ARBEITSAUFTRAG >> Prüfe bitte, ob die Aussagen (a), (b) und (c) mit dem Konzertbericht übereinstimmen, und beantworte jede mit Ja oder Nein samt den entscheidenden Worten daraus als wörtlichem Zitat. (a) Der Schriftzug DENNER am Boden ist rot. (b) «Light Years» dauert drei Stunden. (c) Smerz spielen am Freitag.

AUSGANGSTEXT >>
────────

Saint Denner Ghetto

Donnerstag, Caterina Barbieri verballert gerade ihr zweieinhalbstündiges Label-Kontinuum «Light Years». Für Dreiviertel sind wir mitgegangen, jetzt ist der Schwamm voll – wir müssen an die Kälte und rauchen. Es riecht nach Sprühlack vor der Dampfzentrale und wir sehen uns um; am Boden steht DENNER in roter Farbe.

Schon klar: Mittelfinger hoch gegen die versammelte Kulturelite der geteilten ästhetischen Ideale – ob mit Arztzapfen, Hungerlohn aus dem Kulturprekariat oder Stipendium an der HKB und Wagenleben. Wir sind hier alle am Ghetto zusammen. Und DENNER steht so – aus denselben Reihen gesprüht – als schönes Memento. Weil natürlich die Ladenkette selbst längst Pop Art ist, wie Prix Garanti (oder gar der Anzeiger). Warum, verstehen eben auch nur wir intuitiv.  

Auf der Bühne geht es Donnerstag bis und mit Samstag derweil immer wieder gerade um Zugänglichkeit. Kitsch ist Trumpf. Ob beim eingangs erwähnten «Light Years» mit Barbieri und Co. (Saxophonorgie, symmetrische Modular-Synth-Intermezzi, A-capella-Gesang), am Freitag bei der Operette von Lafwandah, den eingesprochenen Tagebucheinträgen von Jenny Hval bei Lost Girls, dem Balladen- und Autotune-Gemetzel von Jerskin Fendrix oder der Laszivität von Smerz auf dem Konzertflügel am Samstag. All diese Musik funktioniert bisweilen verstörend zugewandt und hinterlässt einen trotzdem (oder gerade deswegen?) in einer verunsichernden Bilderlosigkeit – auch wenn die Performances sehr bis zumindest streckenweise gefallen. Ein Gefühl etwa, das sich nach einer grosszügigen WC-Insta-Scrollgrind-Sitzung einstellt. Was wohl der Beweis für eine sehr zeitgenössisch gelungene Programmation ist (merci).

────────

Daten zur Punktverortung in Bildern
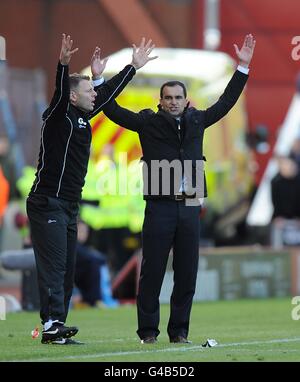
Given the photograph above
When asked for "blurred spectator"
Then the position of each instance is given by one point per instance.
(4, 193)
(8, 165)
(295, 151)
(92, 274)
(285, 191)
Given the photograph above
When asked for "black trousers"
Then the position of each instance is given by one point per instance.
(53, 224)
(167, 224)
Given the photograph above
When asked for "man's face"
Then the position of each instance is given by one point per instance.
(173, 100)
(83, 96)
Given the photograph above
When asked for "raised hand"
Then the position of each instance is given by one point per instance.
(140, 54)
(246, 52)
(97, 65)
(66, 50)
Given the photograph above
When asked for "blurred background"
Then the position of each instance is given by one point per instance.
(251, 215)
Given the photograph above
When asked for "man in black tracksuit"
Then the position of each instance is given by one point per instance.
(52, 205)
(174, 135)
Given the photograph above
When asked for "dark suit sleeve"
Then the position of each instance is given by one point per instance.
(227, 100)
(110, 89)
(60, 100)
(123, 117)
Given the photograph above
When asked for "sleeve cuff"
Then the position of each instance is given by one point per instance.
(242, 69)
(98, 82)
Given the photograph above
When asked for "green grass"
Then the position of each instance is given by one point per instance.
(246, 330)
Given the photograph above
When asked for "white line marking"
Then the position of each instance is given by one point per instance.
(175, 348)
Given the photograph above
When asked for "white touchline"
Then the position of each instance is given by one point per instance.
(171, 349)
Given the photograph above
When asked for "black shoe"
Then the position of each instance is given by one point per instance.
(65, 341)
(58, 331)
(180, 340)
(149, 340)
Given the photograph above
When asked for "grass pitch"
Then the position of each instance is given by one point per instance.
(246, 330)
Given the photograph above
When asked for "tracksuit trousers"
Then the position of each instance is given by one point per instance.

────────

LÖSUNG >>
(a) Ja: „am Boden steht DENNER in roter Farbe“
(b) Nein: „ihr zweieinhalbstündiges Label-Kontinuum «Light Years»“
(c) Nein: „der Laszivität von Smerz auf dem Konzertflügel am Samstag“